* **Records from a collection**:
◆ ◆ ◆ ◆ ◆

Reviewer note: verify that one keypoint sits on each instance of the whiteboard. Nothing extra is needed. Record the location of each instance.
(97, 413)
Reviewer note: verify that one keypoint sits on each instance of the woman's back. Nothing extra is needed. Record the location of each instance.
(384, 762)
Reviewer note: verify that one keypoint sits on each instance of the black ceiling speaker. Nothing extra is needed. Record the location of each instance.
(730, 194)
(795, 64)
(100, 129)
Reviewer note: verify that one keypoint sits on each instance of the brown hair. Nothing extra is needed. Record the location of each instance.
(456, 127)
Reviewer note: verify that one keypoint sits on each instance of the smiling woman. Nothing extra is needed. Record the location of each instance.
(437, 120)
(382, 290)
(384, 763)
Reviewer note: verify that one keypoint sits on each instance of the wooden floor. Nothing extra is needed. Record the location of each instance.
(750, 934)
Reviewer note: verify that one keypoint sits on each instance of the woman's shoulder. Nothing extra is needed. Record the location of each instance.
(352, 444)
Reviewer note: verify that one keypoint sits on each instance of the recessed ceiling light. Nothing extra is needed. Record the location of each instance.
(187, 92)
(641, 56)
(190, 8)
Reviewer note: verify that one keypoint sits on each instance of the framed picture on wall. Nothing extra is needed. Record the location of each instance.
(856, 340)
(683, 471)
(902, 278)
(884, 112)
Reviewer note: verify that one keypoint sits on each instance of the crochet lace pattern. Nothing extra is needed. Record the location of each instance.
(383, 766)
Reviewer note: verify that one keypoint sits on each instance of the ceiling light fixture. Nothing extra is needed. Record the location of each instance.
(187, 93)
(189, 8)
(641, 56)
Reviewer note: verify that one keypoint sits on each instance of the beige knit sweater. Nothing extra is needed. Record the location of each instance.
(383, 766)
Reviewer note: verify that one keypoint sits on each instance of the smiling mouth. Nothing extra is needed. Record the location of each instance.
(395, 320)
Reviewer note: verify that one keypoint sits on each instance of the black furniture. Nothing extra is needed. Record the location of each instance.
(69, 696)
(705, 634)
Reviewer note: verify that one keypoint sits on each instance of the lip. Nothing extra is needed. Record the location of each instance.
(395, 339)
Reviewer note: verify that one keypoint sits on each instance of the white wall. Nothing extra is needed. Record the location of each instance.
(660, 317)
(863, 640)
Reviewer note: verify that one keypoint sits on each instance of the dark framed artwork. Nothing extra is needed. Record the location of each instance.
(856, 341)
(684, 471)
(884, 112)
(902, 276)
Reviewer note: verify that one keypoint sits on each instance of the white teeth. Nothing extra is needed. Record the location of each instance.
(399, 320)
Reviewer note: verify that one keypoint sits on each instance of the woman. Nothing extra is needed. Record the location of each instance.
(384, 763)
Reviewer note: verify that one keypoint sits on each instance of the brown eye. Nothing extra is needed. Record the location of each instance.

◆ ◆ ◆ ◆ ◆

* **REQUIRED TASK**: Turn every record above into a numbered list, skipping any blank lines.

* **FINISHED EXERCISE**:
1. Reviewer note: verify that one keypoint sits on each instance of the whiteboard. Nothing extra is needed. Record the location of each instance.
2. (97, 413)
3. Reviewer note: verify that one keypoint sits on each instance of the woman's back. Nothing extra is needed. Record the location of each instance.
4. (384, 762)
5. Reviewer note: verify that one keypoint sits on each instance of the black ceiling speaker. Nothing extra is needed. Record the location of each instance.
6. (730, 194)
7. (795, 64)
8. (100, 129)
9. Reviewer note: verify that one keypoint sits on each instance of the brown hair. Nothing extra is needed. Record the location of each instance.
10. (456, 127)
11. Reviewer note: verify that one keypoint sits on each instance of the smiling woman. Nothing extra is needed. Record the location of each instance.
12. (437, 120)
13. (382, 290)
14. (384, 763)
15. Reviewer note: verify that one keypoint sits on each instance of the wooden floor. Nothing extra is needed. Record the location of each instance.
16. (750, 934)
17. Reviewer note: verify that one keypoint sits on each instance of the woman's shoulder. Nothing extra is needed. Record the location of each instance.
18. (352, 444)
19. Reviewer note: verify that one keypoint sits on each instance of the recessed ceiling light. Nothing extra is needed. Record the location of each instance.
20. (187, 92)
21. (641, 56)
22. (190, 8)
23. Reviewer note: verify that one keypoint sits on each instance of the framed picture on wall. Nothing extra is needed. Record the location of each instance.
24. (856, 340)
25. (683, 471)
26. (902, 278)
27. (884, 112)
28. Reviewer note: verify that one keypoint sits on each instance of the crochet lace pattern. Nothing extra is needed. Record the location of each instance.
29. (383, 766)
30. Reviewer note: verify that one keypoint sits on each instance of the ceiling light fixture. Nothing extra is needed. Record the location of each instance.
31. (187, 93)
32. (189, 8)
33. (641, 56)
34. Reviewer note: verify that one keypoint sits on each instance of the beige knit sweater. Nothing extra is needed. Record the location of each instance.
35. (383, 766)
36. Reviewer note: verify that one keypoint sits on each instance of the smiling mouth. Nothing extra is needed. Record the location of each instance.
37. (395, 320)
38. Reviewer note: verify that one keypoint sits on each instance of the black furniture. Nothing extra is needed. Record the location of each instance.
39. (69, 696)
40. (705, 634)
41. Reviewer note: verify that one keypoint sits on each instance of the lip. Nothing extra is needed. Record the location of each instance.
42. (395, 339)
43. Reviewer note: verify that one keypoint sits on each instance of the white wall. Nothing extra is needed. Record the location of each instance.
44. (660, 317)
45. (863, 640)
46. Reviewer note: verify that one keypoint sits on each instance of the dark framed artwork. Nothing extra is needed. Record the location of each instance.
47. (856, 341)
48. (684, 471)
49. (884, 112)
50. (902, 276)
51. Reviewer note: verify that one keypoint sits on each instance of the white teeth. Nothing extra is needed. Record the location of each instance.
52. (399, 320)
53. Reviewer note: verify that one keypoint sits on each instance of the woman. Nothing extra is needed. Record the location of each instance.
54. (384, 763)
55. Reviewer note: verify that one keypoint sits on each instance of the brown eye. Nothing extra is needed. Record the location of each instance.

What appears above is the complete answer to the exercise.